## [Source]

>>>

Heading North

May 03, 2009 15:40



I knew that Friday would be busy;

work, then home in the afternoon  to meet Dorothy to help set up her exhibition in the hut. This was about the local events of the last year. I had seen this already and it tells the story of our notable village activities very well. They are many and varied, including, today, a dog show, which unfortunately I couldn't attend, as had some emergency dental work yesterday afternoon and my jaw hurts. Dorothy has also compiled a cuttings and ephemera book for 2008, and has started on the current year, too. Interesting enough now, but as time passes, this work will be a wonderful, detailed history of how we do things here.

After setting up the exhibit boards we sat for a while on the bench by the river and talked about lots of things, including my trip north the following day. Dorothy said that when I got to Glasgow, I should look at the Necropolis.

Later on, in the evening, I went out to the pub quite late, but early enough to catch all of the Smokin Hogs http://pearl.bandvista.com/indexf.php?pagename=home. They are very, very good bluesmen, just what you need on a Friday night when there’s 10 days of not working stretching out in front of you. They played some old Cream and Clapton stuff, plus John Lee Hooker and lots more. I had seen them last year and packing or no, I was not going to miss them. I did miss most of that weekend’s beer festival, but had 3 halves, just to get into the spirit. This   included just one half of  ‘Beast of Essex’; dark, full of taste and 6.2%. I had to moderate my natural instincts and restrict myself severely because of the drive the following day. So, like Cinderella, at midnight I was letting myself into the house and thinking, well, what’s packed goes in the car, what’s not, I will do without.

<<<

## [Dataset]
>>>

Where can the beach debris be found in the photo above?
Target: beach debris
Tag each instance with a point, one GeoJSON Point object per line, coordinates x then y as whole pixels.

<<<
>>>

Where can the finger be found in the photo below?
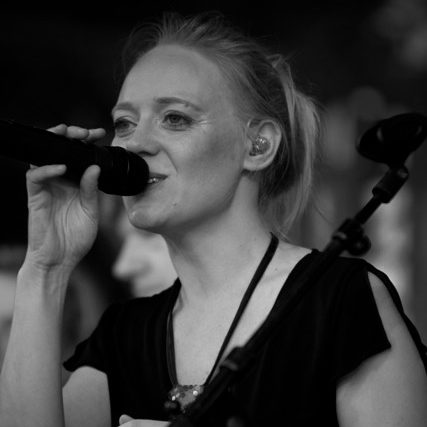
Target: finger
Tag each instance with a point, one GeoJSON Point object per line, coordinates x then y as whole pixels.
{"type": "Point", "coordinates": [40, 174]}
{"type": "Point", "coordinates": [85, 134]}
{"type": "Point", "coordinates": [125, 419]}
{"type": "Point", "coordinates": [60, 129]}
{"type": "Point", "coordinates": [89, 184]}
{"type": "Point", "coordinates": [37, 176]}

<<<

## [Challenge]
Repeat the part of the post about heading north starting with "work, then home in" and going on through "at the Necropolis.", changing "village" to "town".

## [Final result]
work, then home in the afternoon  to meet Dorothy to help set up her exhibition in the hut. This was about the local events of the last year. I had seen this already and it tells the story of our notable town activities very well. They are many and varied, including, today, a dog show, which unfortunately I couldn't attend, as had some emergency dental work yesterday afternoon and my jaw hurts. Dorothy has also compiled a cuttings and ephemera book for 2008, and has started on the current year, too. Interesting enough now, but as time passes, this work will be a wonderful, detailed history of how we do things here.

After setting up the exhibit boards we sat for a while on the bench by the river and talked about lots of things, including my trip north the following day. Dorothy said that when I got to Glasgow, I should look at the Necropolis.